PROVIDED ENTRIES:
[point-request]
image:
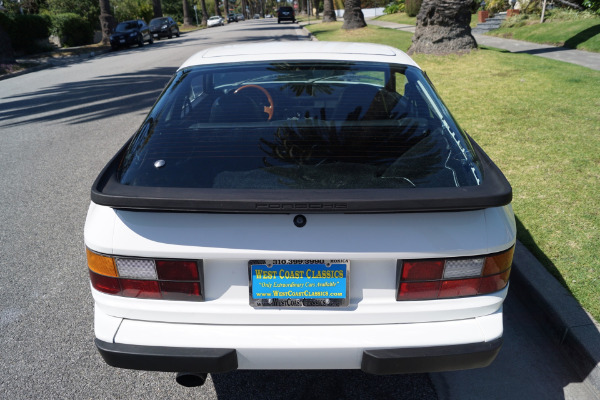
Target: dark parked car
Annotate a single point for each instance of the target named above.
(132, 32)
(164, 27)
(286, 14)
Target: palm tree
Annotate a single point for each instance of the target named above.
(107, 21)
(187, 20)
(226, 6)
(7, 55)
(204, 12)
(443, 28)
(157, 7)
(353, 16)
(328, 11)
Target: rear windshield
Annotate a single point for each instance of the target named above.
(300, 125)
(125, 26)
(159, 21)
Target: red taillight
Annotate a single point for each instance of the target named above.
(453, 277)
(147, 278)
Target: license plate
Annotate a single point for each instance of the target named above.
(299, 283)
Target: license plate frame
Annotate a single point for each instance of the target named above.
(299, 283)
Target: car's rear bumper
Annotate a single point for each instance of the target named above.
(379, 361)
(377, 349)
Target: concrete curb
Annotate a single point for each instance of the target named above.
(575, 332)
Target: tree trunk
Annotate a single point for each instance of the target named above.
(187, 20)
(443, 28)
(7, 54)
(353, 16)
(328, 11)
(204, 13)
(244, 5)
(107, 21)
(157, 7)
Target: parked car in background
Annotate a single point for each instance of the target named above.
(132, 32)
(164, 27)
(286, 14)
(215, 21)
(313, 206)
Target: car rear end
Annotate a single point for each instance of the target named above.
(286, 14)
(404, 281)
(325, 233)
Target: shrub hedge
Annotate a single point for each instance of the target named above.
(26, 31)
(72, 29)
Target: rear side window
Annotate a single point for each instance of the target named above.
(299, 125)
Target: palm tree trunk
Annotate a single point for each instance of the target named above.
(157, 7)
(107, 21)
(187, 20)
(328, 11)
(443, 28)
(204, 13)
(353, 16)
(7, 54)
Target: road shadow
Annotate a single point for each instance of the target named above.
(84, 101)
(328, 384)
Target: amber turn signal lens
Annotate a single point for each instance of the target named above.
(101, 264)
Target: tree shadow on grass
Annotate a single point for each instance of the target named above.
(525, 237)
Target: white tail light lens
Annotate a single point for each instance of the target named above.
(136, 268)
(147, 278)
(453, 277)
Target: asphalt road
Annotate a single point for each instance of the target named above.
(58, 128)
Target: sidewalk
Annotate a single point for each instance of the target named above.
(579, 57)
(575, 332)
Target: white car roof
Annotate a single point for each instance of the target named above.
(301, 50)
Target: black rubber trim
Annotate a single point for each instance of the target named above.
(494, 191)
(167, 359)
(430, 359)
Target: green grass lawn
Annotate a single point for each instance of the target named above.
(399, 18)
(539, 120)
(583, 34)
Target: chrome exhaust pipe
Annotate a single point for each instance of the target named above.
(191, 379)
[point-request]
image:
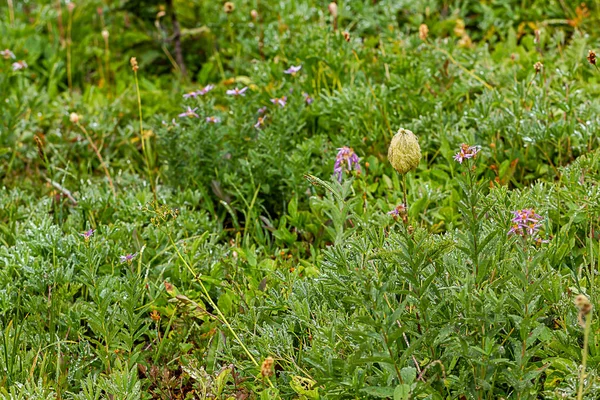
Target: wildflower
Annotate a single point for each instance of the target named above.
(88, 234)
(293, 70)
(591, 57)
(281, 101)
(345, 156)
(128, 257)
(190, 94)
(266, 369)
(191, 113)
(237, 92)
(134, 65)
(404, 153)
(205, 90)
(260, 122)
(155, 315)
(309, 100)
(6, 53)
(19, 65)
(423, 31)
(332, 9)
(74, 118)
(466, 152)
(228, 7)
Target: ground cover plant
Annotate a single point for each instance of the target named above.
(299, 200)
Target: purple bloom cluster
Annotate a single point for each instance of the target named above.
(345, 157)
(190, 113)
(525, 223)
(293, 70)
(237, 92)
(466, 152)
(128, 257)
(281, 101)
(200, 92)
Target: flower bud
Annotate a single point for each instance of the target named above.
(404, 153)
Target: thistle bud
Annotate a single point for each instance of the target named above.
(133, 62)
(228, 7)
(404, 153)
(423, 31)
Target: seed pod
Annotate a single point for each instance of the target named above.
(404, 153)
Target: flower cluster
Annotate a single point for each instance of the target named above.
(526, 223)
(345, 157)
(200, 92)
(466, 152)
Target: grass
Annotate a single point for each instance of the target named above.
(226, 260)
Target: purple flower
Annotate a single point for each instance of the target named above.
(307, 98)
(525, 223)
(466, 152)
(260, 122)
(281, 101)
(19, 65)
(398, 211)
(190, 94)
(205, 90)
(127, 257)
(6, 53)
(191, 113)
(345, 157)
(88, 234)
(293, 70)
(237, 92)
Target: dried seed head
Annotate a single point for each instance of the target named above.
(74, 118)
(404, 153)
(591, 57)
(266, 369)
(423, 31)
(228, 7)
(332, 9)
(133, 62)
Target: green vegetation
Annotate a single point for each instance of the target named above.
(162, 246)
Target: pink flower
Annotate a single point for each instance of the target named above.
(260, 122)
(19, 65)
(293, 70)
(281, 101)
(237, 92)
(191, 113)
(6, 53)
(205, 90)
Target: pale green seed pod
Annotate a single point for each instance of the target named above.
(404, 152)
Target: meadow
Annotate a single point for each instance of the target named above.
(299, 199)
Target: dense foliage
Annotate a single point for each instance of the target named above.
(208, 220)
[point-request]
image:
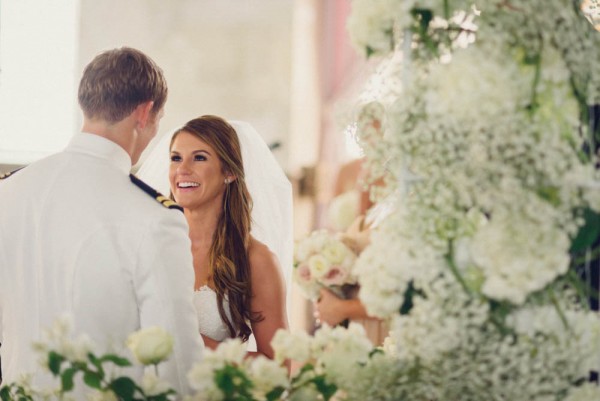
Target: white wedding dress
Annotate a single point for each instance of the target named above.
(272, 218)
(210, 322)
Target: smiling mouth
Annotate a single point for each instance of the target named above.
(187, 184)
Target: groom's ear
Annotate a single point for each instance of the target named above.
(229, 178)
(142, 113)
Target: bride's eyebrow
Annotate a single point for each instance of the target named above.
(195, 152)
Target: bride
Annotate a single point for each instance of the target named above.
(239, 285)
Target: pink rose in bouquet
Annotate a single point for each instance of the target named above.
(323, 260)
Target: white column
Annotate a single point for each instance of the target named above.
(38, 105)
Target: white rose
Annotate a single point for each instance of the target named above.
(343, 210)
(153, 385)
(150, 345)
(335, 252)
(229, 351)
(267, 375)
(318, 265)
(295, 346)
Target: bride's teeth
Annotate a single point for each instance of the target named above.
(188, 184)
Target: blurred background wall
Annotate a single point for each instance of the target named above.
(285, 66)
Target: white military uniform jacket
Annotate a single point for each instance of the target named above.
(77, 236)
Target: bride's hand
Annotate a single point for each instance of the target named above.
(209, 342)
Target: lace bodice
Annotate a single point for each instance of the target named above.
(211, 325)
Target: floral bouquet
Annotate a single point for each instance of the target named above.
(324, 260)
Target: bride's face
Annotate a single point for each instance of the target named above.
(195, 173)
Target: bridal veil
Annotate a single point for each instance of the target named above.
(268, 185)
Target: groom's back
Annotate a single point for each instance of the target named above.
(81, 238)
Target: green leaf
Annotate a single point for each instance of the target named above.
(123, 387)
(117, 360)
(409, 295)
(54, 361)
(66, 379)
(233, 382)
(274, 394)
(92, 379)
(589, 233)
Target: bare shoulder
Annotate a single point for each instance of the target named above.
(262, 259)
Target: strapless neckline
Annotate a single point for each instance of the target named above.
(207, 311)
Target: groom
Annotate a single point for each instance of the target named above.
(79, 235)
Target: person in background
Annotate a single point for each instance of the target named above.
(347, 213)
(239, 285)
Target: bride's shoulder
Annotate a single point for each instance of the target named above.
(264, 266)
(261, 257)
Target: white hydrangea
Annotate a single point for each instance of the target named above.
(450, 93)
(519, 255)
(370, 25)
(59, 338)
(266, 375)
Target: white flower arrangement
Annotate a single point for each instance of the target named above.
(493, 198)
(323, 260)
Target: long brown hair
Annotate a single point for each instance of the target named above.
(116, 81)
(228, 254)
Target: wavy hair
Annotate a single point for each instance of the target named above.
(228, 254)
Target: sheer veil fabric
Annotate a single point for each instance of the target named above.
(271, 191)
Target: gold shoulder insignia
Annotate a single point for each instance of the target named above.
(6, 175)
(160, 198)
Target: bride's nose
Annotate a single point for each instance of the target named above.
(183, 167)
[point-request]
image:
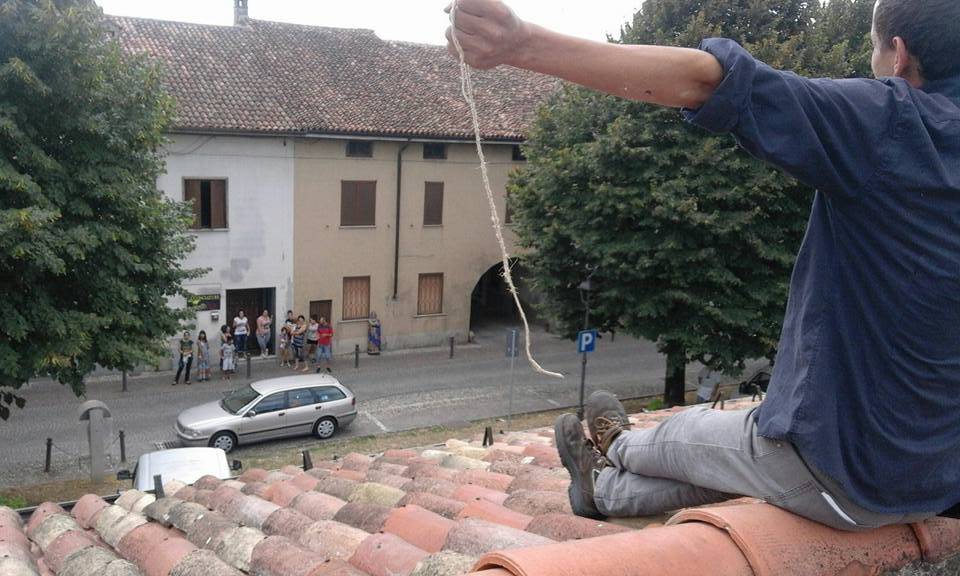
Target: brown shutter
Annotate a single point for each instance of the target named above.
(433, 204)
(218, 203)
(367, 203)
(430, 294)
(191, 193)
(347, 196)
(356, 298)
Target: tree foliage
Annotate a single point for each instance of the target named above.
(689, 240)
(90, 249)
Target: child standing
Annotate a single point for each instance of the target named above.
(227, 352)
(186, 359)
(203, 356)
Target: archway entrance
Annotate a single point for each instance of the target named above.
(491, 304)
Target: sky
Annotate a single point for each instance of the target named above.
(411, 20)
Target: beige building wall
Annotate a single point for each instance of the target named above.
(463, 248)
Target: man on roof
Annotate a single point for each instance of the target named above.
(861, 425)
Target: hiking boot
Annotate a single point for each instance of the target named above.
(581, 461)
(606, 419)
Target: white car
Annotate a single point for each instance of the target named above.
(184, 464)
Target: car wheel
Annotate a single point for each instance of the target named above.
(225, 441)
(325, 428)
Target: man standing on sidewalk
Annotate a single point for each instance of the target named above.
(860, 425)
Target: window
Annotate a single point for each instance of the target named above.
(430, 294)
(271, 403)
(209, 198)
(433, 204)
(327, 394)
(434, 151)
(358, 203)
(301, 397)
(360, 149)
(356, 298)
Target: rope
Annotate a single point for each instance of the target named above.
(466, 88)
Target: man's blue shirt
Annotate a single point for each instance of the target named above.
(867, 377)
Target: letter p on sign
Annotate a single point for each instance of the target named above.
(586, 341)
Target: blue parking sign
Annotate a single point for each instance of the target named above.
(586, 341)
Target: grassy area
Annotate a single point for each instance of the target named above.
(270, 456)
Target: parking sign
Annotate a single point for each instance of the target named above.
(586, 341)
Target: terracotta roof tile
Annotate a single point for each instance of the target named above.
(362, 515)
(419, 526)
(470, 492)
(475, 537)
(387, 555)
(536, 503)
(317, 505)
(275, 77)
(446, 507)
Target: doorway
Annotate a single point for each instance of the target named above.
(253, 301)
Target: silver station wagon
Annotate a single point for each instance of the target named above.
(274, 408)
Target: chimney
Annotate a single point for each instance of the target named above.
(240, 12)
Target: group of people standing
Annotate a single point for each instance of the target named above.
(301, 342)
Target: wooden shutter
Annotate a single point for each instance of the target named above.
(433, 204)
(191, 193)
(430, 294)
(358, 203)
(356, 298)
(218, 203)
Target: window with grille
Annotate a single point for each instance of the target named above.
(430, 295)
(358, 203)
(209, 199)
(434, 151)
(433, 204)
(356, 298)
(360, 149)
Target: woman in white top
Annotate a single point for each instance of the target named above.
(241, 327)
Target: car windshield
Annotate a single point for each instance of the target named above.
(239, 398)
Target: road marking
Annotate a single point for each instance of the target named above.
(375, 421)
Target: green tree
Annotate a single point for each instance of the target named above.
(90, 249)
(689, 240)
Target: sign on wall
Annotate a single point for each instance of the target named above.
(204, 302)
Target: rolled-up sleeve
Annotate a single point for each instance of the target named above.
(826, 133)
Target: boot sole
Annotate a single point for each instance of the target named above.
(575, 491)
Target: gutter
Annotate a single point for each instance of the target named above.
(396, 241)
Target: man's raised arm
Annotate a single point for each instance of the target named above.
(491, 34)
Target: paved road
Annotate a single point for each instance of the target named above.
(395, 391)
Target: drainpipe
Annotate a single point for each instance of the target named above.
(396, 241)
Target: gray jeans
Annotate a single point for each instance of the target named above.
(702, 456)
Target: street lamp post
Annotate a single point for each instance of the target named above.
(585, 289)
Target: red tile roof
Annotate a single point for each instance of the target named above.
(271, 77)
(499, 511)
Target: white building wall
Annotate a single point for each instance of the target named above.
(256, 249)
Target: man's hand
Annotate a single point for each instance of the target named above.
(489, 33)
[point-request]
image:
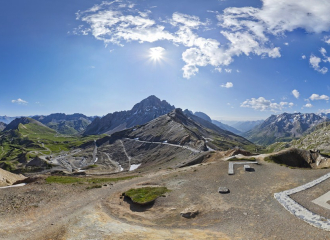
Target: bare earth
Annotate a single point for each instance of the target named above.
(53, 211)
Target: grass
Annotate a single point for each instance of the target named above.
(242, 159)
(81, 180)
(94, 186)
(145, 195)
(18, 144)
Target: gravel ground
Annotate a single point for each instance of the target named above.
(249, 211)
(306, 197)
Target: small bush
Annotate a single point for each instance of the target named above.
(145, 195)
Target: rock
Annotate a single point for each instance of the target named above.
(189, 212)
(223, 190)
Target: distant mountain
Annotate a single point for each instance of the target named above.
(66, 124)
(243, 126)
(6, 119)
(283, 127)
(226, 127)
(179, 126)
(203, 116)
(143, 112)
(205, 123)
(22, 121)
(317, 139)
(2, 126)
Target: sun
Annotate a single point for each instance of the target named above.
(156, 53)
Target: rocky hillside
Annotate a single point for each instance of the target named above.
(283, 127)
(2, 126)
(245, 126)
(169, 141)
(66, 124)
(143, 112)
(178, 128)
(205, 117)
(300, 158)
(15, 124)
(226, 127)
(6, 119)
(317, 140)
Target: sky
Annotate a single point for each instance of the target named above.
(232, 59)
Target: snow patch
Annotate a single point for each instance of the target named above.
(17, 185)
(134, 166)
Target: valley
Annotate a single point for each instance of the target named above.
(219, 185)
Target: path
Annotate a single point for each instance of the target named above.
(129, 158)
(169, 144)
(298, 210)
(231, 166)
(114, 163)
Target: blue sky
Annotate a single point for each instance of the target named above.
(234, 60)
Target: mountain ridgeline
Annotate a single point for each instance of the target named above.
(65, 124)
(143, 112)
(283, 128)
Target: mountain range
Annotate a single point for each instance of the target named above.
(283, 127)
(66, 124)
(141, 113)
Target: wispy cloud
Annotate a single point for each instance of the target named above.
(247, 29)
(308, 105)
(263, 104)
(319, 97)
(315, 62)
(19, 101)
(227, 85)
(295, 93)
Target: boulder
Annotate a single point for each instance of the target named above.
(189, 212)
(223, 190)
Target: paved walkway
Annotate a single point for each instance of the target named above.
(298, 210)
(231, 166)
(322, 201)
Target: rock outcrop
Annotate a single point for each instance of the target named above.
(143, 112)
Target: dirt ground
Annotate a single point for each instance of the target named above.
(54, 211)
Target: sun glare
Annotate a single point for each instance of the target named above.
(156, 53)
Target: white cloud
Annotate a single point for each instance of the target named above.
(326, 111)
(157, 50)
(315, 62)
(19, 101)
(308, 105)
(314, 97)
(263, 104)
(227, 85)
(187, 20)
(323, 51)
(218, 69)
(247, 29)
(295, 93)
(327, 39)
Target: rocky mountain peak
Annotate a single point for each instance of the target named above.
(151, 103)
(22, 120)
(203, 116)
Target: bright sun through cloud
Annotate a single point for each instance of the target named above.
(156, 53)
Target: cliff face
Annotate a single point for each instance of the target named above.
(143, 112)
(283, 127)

INSTRUCTIONS TO FOLLOW:
Express the rows starting at the one that contains "Target: bright sun through cloud" and ending at the last row as a Markdown table with the columns No and Line, numbering each row and leaving out blank lines.

RESPONSE FOR THIS EXERCISE:
| No | Line |
|---|---|
| 1 | Target: bright sun through cloud |
| 2 | Annotate a single point for each instance of the target named above. |
| 3 | (156, 53) |
| 4 | Target: cliff face |
| 5 | Annotate a single point for each instance of the target named above. |
| 6 | (143, 112) |
| 7 | (283, 127) |